Passage to read:
· · · · · · ·

New revelations about the paper-thin look the FBI took into Supreme Court Justice Brett Kavanaugh during his 2018 confirmation fight is a potent reminder that even the nation's highest court is now infected with partisan politics.
Democrats reacted to the news -- which was not all that surprising given that we knew at the time that the FBI was not, in fact, conducting a full inquiry into allegations of sexual misconduct against Kavanaugh -- with outrage.
"The admissions in your letter corroborate and explain numerous credible accounts by individuals and firms that they had contacted the FBI with information 'highly relevant to . . . allegations' of sexual misconduct by Justice Kavanaugh, only to be ignored," wrote seven Democratic senators in response to a letter from the FBI confirming that it received 4,500 tips on Kavanaugh.
"This long-delayed answer confirms how badly we were spun by Director Wray and the FBI in the Kavanaugh background investigation and hearing," said Sen. Sheldon Whitehouse of Rhode Island in a tweet.
Again, while the news that the investigation of how the FBI handled Kavanaugh -- with kid gloves -- is not new, the details of just how many tips came in about him and how few were followed up in any meaningful way by the Trump administration will further poison the well when it comes how liberals view not just Kavanaugh, but the entire court.
The details of the investigation came on the same day that Mississippi's attorney general urged the Supreme Court to overturn Roe v. Wade via a challenge to the state's law that severely restricts when a woman can have an abortion. Attorney General Lynn Fitch called the Roe decision, which legalized abortion in America, "egregiously wrong."
That challenge was inevitable -- especially given that conservatives now enjoy a 6-3 edge on the court, following then-President Donald Trump's appointment of Amy Coney Barrett to replace the late Ruth Bader Ginsburg. (Trump had previously appointed Kavanaugh and Neil Gorsuch to the court.)
Add up the Kavanaugh news, Democrats' lingering frustration with Barrett's last-minute confirmation, the Mississippi abortion case and the real possibility of a Republican Senate majority come 2021 and you have a deeply volatile -- and political -- mixture.

· · · · · · ·

Record extracts:

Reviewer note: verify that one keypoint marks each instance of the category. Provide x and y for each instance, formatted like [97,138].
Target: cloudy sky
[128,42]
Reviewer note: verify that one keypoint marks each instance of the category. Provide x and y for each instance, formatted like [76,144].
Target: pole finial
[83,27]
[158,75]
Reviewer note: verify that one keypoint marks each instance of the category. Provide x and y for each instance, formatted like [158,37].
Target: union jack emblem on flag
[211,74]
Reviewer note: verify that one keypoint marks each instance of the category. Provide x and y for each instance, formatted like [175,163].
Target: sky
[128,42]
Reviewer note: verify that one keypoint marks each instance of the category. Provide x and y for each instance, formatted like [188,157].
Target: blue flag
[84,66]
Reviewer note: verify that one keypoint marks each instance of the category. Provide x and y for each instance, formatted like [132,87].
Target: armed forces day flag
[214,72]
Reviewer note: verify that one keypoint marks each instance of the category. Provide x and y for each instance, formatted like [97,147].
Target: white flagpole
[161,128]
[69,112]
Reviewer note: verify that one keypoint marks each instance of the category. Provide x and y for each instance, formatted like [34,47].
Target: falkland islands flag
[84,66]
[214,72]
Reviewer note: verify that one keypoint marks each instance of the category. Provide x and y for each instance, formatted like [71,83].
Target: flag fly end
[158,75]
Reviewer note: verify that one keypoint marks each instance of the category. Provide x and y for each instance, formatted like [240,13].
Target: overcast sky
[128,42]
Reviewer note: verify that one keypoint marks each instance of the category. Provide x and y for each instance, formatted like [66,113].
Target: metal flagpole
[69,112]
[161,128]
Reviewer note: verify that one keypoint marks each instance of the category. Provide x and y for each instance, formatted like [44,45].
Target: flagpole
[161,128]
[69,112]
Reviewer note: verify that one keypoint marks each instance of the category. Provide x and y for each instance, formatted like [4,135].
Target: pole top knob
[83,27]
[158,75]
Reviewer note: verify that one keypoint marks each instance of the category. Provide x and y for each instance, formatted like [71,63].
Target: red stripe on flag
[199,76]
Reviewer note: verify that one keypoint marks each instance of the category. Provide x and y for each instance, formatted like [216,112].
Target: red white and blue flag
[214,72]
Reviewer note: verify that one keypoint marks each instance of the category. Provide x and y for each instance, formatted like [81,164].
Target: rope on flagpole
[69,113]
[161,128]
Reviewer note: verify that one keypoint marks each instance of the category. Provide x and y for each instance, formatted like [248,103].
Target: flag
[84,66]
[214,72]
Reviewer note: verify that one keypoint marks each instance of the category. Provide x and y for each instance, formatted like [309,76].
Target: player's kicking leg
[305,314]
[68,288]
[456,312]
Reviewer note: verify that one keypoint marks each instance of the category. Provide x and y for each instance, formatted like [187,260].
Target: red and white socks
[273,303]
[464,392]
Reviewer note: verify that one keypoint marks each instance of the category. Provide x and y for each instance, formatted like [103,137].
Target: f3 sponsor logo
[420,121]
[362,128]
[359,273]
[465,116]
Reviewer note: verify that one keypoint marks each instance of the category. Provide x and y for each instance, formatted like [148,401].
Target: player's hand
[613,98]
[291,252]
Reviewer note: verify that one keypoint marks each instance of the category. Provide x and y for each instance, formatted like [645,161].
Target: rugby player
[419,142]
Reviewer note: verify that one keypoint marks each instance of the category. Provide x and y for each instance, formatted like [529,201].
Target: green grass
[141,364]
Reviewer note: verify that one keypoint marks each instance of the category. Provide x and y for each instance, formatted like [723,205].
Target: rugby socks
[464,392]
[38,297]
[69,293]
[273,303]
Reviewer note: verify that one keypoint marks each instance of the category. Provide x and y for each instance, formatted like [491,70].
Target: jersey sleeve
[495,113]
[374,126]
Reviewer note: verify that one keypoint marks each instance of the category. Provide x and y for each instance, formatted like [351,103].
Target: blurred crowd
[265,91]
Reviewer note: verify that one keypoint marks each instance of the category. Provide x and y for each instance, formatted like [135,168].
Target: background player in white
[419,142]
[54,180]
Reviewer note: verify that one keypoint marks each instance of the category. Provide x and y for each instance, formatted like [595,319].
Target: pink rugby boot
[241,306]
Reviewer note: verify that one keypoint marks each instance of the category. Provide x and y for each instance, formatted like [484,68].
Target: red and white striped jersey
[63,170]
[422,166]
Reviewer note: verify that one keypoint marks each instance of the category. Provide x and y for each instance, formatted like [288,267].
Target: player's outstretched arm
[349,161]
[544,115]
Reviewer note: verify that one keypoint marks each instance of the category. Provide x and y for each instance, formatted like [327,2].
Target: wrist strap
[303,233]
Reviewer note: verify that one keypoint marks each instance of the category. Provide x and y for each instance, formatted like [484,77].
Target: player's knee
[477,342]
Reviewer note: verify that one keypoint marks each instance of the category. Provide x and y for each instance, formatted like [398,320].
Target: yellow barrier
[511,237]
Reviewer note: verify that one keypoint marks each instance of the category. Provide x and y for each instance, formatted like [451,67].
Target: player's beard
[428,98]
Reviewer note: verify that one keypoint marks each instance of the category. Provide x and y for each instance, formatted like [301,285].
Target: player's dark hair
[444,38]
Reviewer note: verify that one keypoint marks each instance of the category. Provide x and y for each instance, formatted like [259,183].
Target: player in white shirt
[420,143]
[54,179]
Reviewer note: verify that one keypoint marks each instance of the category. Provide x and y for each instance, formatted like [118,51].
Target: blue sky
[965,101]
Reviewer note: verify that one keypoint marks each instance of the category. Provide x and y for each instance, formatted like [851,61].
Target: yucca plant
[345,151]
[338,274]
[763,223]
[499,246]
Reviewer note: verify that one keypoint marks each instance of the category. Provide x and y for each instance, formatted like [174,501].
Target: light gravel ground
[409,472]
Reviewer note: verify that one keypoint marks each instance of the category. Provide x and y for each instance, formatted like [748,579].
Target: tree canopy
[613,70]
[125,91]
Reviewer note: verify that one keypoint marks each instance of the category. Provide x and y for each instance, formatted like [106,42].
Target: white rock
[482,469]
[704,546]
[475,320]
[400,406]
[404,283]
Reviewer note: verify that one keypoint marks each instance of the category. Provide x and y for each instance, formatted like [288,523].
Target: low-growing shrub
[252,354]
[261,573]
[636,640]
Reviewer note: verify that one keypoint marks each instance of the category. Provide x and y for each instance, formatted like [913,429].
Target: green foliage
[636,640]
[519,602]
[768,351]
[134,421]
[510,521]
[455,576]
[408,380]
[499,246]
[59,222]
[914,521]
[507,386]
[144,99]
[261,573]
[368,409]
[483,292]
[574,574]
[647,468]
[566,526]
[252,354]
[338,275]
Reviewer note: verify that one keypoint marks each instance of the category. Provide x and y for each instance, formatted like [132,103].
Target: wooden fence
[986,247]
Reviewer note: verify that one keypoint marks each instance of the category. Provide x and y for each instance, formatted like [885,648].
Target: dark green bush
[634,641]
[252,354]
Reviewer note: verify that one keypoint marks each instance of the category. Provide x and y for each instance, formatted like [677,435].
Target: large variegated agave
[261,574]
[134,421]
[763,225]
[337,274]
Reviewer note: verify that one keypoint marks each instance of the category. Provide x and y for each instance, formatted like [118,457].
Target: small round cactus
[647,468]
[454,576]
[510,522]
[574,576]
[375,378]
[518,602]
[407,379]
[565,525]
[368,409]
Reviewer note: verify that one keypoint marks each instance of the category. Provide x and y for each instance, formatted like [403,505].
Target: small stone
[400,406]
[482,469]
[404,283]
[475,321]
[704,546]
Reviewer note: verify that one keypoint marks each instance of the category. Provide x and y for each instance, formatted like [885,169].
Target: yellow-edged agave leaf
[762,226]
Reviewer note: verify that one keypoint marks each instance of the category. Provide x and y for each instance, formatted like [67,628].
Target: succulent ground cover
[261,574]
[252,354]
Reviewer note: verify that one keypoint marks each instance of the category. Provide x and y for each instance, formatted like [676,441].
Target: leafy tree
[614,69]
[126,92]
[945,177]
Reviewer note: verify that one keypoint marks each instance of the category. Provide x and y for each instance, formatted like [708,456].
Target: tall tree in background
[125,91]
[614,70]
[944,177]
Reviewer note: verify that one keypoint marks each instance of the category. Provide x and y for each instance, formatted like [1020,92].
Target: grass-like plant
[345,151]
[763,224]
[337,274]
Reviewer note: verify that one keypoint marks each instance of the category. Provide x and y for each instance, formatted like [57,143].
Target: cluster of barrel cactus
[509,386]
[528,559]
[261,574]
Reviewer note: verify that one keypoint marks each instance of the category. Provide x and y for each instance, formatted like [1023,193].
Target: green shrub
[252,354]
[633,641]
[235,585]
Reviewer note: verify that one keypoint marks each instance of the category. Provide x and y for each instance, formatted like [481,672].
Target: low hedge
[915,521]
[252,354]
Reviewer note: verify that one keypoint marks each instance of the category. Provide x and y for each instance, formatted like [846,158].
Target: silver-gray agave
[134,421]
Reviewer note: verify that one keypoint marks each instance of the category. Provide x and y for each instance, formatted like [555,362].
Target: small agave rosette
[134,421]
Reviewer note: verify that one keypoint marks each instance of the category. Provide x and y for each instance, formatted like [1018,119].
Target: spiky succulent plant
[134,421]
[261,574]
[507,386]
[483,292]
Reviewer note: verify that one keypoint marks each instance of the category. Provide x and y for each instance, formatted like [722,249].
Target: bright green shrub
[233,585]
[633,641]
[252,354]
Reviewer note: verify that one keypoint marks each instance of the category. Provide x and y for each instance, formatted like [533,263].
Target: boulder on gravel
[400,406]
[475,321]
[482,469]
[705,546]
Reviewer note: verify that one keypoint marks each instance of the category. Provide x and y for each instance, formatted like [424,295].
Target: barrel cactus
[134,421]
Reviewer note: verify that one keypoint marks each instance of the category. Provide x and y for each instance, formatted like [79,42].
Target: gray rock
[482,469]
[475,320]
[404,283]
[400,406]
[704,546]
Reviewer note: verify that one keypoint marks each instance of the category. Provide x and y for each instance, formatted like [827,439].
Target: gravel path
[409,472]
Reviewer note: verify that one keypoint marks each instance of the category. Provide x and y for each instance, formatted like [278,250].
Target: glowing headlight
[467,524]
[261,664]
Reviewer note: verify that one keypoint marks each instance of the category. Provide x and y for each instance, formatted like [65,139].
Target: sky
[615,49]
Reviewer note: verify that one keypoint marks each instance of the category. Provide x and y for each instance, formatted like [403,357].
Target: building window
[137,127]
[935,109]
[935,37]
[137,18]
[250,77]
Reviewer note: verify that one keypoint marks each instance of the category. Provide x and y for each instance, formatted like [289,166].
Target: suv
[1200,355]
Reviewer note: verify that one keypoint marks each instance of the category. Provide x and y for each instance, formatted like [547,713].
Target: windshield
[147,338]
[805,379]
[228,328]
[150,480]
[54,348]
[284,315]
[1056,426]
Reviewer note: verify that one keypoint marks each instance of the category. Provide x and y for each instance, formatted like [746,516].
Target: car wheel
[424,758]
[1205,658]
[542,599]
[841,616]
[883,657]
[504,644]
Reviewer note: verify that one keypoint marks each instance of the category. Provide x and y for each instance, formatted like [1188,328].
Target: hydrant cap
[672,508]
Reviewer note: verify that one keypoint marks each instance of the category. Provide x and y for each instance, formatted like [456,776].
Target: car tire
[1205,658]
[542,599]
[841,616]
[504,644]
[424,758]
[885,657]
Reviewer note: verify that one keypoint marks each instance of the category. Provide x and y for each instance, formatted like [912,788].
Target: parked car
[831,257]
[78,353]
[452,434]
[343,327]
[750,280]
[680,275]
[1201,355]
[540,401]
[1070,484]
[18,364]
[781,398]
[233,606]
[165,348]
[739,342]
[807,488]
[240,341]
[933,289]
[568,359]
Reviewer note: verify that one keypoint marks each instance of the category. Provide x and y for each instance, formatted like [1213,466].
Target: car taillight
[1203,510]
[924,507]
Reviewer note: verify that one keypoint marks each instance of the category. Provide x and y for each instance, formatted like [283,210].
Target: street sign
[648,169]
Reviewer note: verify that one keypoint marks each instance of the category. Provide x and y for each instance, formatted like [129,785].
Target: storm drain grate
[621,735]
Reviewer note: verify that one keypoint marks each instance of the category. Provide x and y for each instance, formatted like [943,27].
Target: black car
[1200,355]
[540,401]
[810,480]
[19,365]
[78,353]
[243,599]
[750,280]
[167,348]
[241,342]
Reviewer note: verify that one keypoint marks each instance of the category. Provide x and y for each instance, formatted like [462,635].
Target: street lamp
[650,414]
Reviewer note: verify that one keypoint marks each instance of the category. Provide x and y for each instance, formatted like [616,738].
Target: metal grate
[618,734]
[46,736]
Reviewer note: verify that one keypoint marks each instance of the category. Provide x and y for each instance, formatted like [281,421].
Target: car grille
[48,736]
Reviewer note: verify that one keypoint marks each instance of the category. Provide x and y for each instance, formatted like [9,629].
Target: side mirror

· · · · · · ·

Problems and tasks:
1. According to the Kavanaugh article, how many tips did the FBI confirm it received on Kavanaugh?
2. Summarize the Kavanaugh article in two sentences.
3. Output the part of the Kavanaugh article between "Democrats reacted to" and "in a tweet.", inclusive.

Answers to each task:
1. 4,500 tips.

2. New details show that the FBI received 4,500 tips about Brett Kavanaugh during his 2018 confirmation fight but followed up on few of them in any meaningful way, and Democrats reacted with outrage. On the same day, Mississippi's attorney general urged the Supreme Court, where conservatives now hold a 6-3 edge, to overturn Roe v. Wade, and together these developments form a deeply volatile and political mixture.

3.
Democrats reacted to the news -- which was not all that surprising given that we knew at the time that the FBI was not, in fact, conducting a full inquiry into allegations of sexual misconduct against Kavanaugh -- with outrage.
"The admissions in your letter corroborate and explain numerous credible accounts by individuals and firms that they had contacted the FBI with information 'highly relevant to . . . allegations' of sexual misconduct by Justice Kavanaugh, only to be ignored," wrote seven Democratic senators in response to a letter from the FBI confirming that it received 4,500 tips on Kavanaugh.
"This long-delayed answer confirms how badly we were spun by Director Wray and the FBI in the Kavanaugh background investigation and hearing," said Sen. Sheldon Whitehouse of Rhode Island in a tweet.